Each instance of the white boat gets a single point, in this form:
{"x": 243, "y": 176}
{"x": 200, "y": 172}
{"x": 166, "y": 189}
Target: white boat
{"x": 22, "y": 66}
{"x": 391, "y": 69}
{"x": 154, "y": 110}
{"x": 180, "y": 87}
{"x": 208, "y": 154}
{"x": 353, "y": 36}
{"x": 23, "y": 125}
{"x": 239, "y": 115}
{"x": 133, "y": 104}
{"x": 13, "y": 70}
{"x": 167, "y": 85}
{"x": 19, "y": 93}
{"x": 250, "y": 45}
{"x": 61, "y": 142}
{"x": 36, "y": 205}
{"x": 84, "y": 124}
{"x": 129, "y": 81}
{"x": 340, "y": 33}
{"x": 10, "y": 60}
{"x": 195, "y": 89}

→ Required task:
Reproduce every line of the records above, unchanged and in the same order.

→ Solution for this problem:
Each instance of the white boat gets a single point, in this form:
{"x": 243, "y": 176}
{"x": 200, "y": 172}
{"x": 166, "y": 189}
Target: white boat
{"x": 22, "y": 66}
{"x": 391, "y": 69}
{"x": 154, "y": 110}
{"x": 180, "y": 87}
{"x": 208, "y": 154}
{"x": 353, "y": 36}
{"x": 23, "y": 125}
{"x": 239, "y": 115}
{"x": 133, "y": 104}
{"x": 13, "y": 70}
{"x": 167, "y": 85}
{"x": 19, "y": 93}
{"x": 250, "y": 45}
{"x": 61, "y": 142}
{"x": 36, "y": 205}
{"x": 84, "y": 124}
{"x": 129, "y": 81}
{"x": 340, "y": 33}
{"x": 10, "y": 60}
{"x": 195, "y": 89}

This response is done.